EXERCISE DIRECTIONS — Rewrite the items below with each "Highlight" changed to "Locate" and every other part left as it is.

DATA —
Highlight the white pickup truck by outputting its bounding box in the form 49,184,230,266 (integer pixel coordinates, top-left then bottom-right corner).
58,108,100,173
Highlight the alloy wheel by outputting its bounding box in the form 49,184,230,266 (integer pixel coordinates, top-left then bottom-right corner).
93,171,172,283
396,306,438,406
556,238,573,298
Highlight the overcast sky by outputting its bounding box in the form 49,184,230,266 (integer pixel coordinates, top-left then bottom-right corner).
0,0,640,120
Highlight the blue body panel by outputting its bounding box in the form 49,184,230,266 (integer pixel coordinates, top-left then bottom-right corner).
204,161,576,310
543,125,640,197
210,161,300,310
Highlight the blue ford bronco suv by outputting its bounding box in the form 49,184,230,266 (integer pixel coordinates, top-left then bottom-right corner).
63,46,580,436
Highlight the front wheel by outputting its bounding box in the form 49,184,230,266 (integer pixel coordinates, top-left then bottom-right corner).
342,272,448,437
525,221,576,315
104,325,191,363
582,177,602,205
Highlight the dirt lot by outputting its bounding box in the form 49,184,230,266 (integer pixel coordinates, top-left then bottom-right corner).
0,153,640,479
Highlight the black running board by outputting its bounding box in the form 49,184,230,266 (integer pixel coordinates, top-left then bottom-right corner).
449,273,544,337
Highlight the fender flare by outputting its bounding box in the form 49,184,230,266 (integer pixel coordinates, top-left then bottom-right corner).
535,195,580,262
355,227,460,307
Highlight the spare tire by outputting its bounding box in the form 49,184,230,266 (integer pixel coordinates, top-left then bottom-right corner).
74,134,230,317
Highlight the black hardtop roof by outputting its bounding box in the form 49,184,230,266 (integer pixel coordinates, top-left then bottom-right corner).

EXPECTED OUTPUT —
Locate the white pickup truck by outputting its bounding box in the form 49,184,230,266 (integer pixel coordinates, top-left then bottom-right corner).
58,108,100,173
Locate the alloy wheel by outputting its bounding box in the form 49,184,230,266 (integer pixel coordinates, top-left then bottom-right corner).
93,171,172,283
396,306,438,406
556,238,573,298
Locate the overcast sky by outputting its bounding box in the form 49,184,230,266 (integer pixel coordinates, top-left then bottom-right corner).
0,0,640,120
Locate the blue body panel by outputting its bounding box in the form 49,184,230,266 (integer pixel coordinates, top-left then bottom-right corner).
204,161,576,310
543,125,640,197
210,161,300,310
Locate the blue ford bronco suv by outputting its bounding box in the form 49,184,230,266 (integer pixel coordinates, top-left then bottom-right corner).
63,46,580,436
Locate the front wheel by outputting its bounding box in the form 49,184,230,266 (integer pixel coordinates, top-left then bottom-right corner).
342,272,448,437
525,221,576,315
104,325,191,363
582,177,602,205
Locate the dirt lot by outputting its bounding box in the form 49,184,230,266 (integer pixel coordinates, top-left then bottom-right corner).
0,153,640,479
Locate the black running board by outputting its bounding box in the form 49,184,230,266 (integer pixel coordinates, top-left then bottom-right corner).
449,273,544,337
Locate the fender flare by outputting its bounding box in the form 49,184,230,266 (integer pixel coordinates, top-left then bottom-right corner).
535,195,580,262
355,227,460,307
Locate the spare tire by outputting its bounding box in the form 49,184,230,266 (integer pixel coordinates, top-left then bottom-right corner).
74,134,230,317
Locate the black hardtop roof by outputting its bounding box in the form 49,184,230,266 (integer pixel coordinates, top-left then bottom-right corner).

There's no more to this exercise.